**CONSIGNES**:
[A] D'après le discours de l'Albisgüetli, répondez brièvement :
(i) Quel président de la Confédération le parti salue-t-il ?
(ii) De quel conseiller fédéral relève le département qui a qualifié le port du masque d'inutile, voire de nocif ?
(iii) Comment l'orateur qualifie-t-il la critique et la résistance face à des personnes qui ne remplissent pas leur mandat ?
[B] Rédigez la suite du discours de l'Albisgüetli, à partir de sa dernière phrase.

**PASSAGE CITÉ**:
Les versions écrite et prononcée oralement du discours font foi. L’orateur se réserve le droit de s’écarter fortement du manuscrit.
Monsieur le Président,
Monsieur le Président de la Confédération Guy Parmelin,
Chers Mandataires politiques, Chers Membres et Amis de l’UDC,
Chers Compatriotes,
Mesdames et Messieurs,
Malheureusement nous ne pouvons pas vous saluer cette année dans la salle comble de l’Albisgüetli. Il est cependant hors de question de renoncer à la manifestation la plus importante de l’année politique suisse, donc au traditionnel Congrès de l’Albisgüetli.
Des annulations de ce genre résultent trop souvent d’un souci excessif du confort, voire de la paresse.
Celles et ceux qui abandonnent le travail politique cèdent la place aux forces politiques qui profitent de la pandémie pour obtenir plus de pouvoir, pour renforcer leurs moyens de commandement et pour prendre plus d’argent aux citoyens.
L’Union démocratique du centre, l’UDC, est le parti du peuple laborieux. Plus que jamais en cette époque marquée par la pandémie notre pays a besoin de l’UDC.
Le principe est donc le même chaque année: dans le cadre son Congrès de l’Albisgüetli, le parti parle clair et prend position pour notre pays. Et comme le veut aussi la tradition, le président de la Confédération y prend la parole. Nous saluons donc cordialement Guy Parmelin, président de la Confédération.
L’UDC est un pilier de l’Etat. Elle respecte infiniment les institutions démocratiques et libérales de la Suisse.
Mais aujourd’hui – et surtout en cette époque de pandémie – ces institutions honorables sont écartées. Les autorités exigent de la population une confiance quasi illimitée, voire aveugle.
Mesdames et Messieurs, confiance dans les institutions, oui, mais non pas confiance aveugle dans les personnes qui régissent ces institutions. Et encore moins dans des personnes qui ne remplissent pas leur mandat.
En pareil cas, la critique et la résistance sont un devoir civique suprême.
Quelle confiance et quel respect mérite donc une autorité qui, comme le département de la santé publique du conseiller fédéral Alain Berset, a osé qualifier d’inutile, voire de nocif [1] le port du masque respiratoire pour ensuite, quelques mois plus tard, faire poursuivre par la police les personnes qui ne portent pas le masque? L’absurdité portée à son comble!
Et pourquoi ces aberrations? Parce que, malgré son prix énorme, notre système de santé publique n’était absolument pas préparé à la pandémie, mais que ses responsables refusaient de l’admettre, car ni des masques et des vêtements de protection, ni des appareils respiratoires n’étaient disponibles en nombre suffisant. Si bien que notre système de santé publique, prétendument le meilleur du monde, mais en tout cas le plus cher du monde, a rapidement atteint ses limites devant la dure réalité.

**ENREGISTREMENTS FOURNIS**:
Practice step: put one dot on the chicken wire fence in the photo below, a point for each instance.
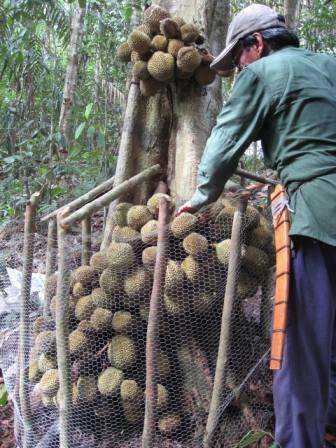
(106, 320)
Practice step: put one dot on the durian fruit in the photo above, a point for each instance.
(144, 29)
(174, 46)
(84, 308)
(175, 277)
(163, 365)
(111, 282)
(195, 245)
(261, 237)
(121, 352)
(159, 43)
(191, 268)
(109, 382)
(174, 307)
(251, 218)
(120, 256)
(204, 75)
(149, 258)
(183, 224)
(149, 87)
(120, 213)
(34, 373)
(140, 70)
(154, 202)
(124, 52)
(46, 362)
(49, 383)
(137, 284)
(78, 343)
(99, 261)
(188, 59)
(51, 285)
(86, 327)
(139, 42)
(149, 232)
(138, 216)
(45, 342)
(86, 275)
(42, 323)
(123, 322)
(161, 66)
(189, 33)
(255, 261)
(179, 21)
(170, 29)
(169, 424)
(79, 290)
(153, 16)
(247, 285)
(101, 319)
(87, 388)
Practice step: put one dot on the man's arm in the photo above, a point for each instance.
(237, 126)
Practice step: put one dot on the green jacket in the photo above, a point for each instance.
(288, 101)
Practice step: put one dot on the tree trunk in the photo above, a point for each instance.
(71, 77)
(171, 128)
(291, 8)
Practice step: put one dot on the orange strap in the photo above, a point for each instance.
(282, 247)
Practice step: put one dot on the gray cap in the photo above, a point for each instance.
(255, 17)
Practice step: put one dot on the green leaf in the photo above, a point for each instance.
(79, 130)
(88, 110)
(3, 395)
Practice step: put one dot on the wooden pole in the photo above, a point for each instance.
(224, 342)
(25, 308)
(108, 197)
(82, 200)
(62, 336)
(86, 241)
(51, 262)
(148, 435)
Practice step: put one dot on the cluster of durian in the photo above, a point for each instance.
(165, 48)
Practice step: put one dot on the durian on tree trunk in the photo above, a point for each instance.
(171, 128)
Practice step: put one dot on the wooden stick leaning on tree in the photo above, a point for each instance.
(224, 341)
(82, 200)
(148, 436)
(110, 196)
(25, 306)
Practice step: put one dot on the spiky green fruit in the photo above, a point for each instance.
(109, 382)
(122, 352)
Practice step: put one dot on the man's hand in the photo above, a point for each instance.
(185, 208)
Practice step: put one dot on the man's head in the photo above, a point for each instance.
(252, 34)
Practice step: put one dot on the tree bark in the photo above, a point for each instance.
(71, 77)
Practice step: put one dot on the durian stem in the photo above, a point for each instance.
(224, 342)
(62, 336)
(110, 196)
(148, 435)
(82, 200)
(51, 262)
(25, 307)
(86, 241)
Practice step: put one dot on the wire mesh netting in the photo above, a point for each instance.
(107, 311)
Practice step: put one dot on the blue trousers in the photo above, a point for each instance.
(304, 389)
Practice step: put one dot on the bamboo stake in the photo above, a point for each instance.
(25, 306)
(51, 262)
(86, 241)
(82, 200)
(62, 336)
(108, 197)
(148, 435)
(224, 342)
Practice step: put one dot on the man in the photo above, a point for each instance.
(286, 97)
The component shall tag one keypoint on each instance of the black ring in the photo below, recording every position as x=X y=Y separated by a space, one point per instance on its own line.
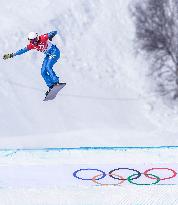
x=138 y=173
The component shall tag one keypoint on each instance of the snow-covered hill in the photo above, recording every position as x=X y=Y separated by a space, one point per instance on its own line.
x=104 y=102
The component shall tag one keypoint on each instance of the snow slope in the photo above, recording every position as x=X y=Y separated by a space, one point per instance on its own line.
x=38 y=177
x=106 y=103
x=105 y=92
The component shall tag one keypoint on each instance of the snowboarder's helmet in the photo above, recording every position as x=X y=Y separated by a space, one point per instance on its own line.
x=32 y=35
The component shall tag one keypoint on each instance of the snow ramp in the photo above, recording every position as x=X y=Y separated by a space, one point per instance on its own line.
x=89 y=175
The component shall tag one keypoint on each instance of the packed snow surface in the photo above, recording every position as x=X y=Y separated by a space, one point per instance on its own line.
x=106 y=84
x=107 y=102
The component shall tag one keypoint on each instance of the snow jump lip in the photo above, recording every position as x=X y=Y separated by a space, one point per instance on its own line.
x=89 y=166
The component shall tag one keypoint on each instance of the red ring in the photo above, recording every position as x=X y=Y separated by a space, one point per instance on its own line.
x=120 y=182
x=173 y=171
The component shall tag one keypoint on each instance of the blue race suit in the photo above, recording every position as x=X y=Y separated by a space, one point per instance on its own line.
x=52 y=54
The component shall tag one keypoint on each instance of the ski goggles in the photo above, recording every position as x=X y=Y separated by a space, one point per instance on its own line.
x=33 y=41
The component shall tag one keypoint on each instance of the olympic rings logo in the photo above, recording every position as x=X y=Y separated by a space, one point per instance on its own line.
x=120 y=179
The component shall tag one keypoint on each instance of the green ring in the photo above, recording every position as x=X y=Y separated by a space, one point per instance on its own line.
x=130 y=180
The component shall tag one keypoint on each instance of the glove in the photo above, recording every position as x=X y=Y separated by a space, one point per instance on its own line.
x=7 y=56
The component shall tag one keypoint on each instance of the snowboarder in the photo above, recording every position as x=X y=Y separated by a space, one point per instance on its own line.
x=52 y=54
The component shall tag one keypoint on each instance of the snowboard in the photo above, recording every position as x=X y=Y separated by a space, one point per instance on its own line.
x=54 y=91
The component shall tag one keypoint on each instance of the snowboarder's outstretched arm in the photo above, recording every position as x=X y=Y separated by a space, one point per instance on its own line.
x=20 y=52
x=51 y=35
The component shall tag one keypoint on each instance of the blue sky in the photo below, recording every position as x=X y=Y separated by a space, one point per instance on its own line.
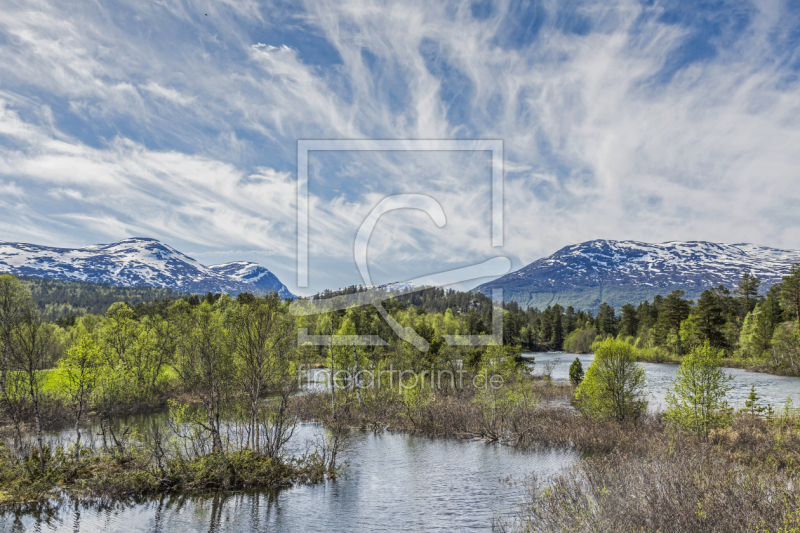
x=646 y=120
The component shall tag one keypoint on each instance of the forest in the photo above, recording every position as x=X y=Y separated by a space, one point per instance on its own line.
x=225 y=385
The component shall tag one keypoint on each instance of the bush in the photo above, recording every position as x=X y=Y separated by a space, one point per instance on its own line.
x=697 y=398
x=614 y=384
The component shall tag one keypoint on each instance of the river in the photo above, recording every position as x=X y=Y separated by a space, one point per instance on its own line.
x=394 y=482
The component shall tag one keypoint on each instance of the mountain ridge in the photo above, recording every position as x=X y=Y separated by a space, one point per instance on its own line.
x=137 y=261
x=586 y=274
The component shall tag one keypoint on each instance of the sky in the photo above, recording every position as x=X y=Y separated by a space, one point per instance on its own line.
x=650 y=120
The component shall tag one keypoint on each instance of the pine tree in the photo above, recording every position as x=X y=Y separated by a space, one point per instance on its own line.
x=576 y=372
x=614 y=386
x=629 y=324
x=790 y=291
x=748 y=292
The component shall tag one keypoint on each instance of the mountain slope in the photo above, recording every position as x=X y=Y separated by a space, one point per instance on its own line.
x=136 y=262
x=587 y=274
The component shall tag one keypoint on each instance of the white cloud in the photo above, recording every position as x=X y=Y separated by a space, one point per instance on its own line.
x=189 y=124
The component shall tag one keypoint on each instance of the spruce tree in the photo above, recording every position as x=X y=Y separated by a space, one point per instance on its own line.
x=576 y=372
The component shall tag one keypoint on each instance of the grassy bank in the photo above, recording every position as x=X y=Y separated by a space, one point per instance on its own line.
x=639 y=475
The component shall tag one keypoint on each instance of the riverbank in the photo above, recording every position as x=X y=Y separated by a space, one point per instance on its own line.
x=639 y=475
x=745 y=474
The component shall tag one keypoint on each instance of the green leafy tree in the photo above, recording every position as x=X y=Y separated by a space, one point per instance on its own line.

**RÉPONSES AUX CONSIGNES**:
[A]
(i) Guy Parmelin.
(ii) Alain Berset.
(iii) Comme un devoir civique suprême.

[B]
Accepter sans réagir pareilles énormités, c’est manquer de respect pour les institutions. Garder le silence devant ces dysfonctionnements, c’est nuire à la démocratie et au pays.
Pouvons-nous avoir confiance dans des personnes qui se plaignent d’un manque de lits d’hôpitaux, mais qui taisent soigneusement le fait que nos hôpitaux sont occupés de manière totalement disproportionnée par des migrants?[2] Ou qui refusent systématiquement d’admettre que la contamination initialement très rapide des cantons frontaliers du Tessin, de Genève, de Vaud et de Bâle-Ville avait un rapport avec la libre circulation des personnes et une politique d’asile laxiste.
Mesdames et Messieurs, se taire devant cette réalité, c’est porter atteinte à la démocratie et au pays!
L’obligation suprême des citoyennes et des citoyens, mais surtout des politiciennes et politiciens élus, est de veiller à ce que les autorités fassent leur devoir. Faut-il donc le rappeler une fois de plus? Les autorités sont au service du peuple, et non pas l’inverse!
Durant les 40 années écoulées, l’UDC n’a pas manqué de blâmer sévèrement les politiciens qui ont failli à leurs obligations. Elle doit à nouveau le faire aujourd’hui.
Ces derniers temps beaucoup de gens de l’UDC se présentent la tête basse, affirmant qu’ils étaient souvent critiqués, dénigrés, voire mis à l’écart.
Les jeunes élus, tout particulièrement, ont tendance à se plaindre. Ils ont envie d’être aimés. Ils cèdent à la résignation. Ils craignent pour leur image. Oh, mes chers politiciens qui cherchez à vous faire aimer, cessez donc de vous préoccuper de votre image!
Ce n’est pas la façade qui compte. Ce qui est important, c’est votre engagement pour le pays et le peuple. Il vaut mieux renoncer à une bonne image que de tenter de conserver une prétendue « bonne image » par de mauvaises actions politiques.
Mesdames et Messieurs, voilà comment l’UDC a politisé durant les quarante années écoulées. Cette politique n’a-t-elle pas fait notre succès?
Je commence par citer pour témoins nos adversaires.
L’ancien conseiller fédéral libéral-radical Pascal Couchepin, qui, depuis des années, ne cache pas sa haine à l’égard de l’UDC, s’est plaint du fait que l’UDC a, pendant de nombreuses années, poussé la politique suisse dans son sens par ses revendications.[3] Difficile de nous faire un plus grand compliment. Il est en effet heureux que l’UDC ait réussi à empêcher une partie des errements politiques de Couchepin et de son parti radical!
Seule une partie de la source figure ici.